Please gather every line of the material below that contains the word "hand". Case matters.

§

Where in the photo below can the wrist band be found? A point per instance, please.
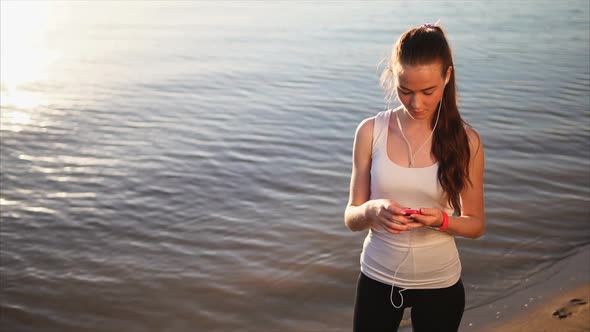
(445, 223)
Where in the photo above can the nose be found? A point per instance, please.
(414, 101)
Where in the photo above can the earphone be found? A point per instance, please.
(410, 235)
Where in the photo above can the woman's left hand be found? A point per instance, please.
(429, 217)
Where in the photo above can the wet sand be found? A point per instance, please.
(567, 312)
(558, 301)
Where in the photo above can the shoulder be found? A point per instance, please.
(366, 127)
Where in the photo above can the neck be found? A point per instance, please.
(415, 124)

§

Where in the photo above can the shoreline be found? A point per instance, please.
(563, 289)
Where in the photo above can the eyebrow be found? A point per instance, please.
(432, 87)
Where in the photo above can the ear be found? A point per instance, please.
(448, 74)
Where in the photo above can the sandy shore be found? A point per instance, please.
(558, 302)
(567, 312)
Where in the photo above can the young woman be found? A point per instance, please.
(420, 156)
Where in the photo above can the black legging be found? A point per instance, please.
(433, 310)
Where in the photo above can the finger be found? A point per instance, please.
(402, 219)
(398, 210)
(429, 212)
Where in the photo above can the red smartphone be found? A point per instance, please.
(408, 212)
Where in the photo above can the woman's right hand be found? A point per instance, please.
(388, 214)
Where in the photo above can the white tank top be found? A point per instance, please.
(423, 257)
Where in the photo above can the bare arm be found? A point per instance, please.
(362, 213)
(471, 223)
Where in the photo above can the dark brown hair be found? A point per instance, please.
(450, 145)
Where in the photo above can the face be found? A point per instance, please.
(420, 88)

§

RESULT FOR THIS TASK:
Where in the photo above can the woman's left hand be found? A point per instance, please.
Where in the photo above can the woman's right hand be found? A point per instance, please.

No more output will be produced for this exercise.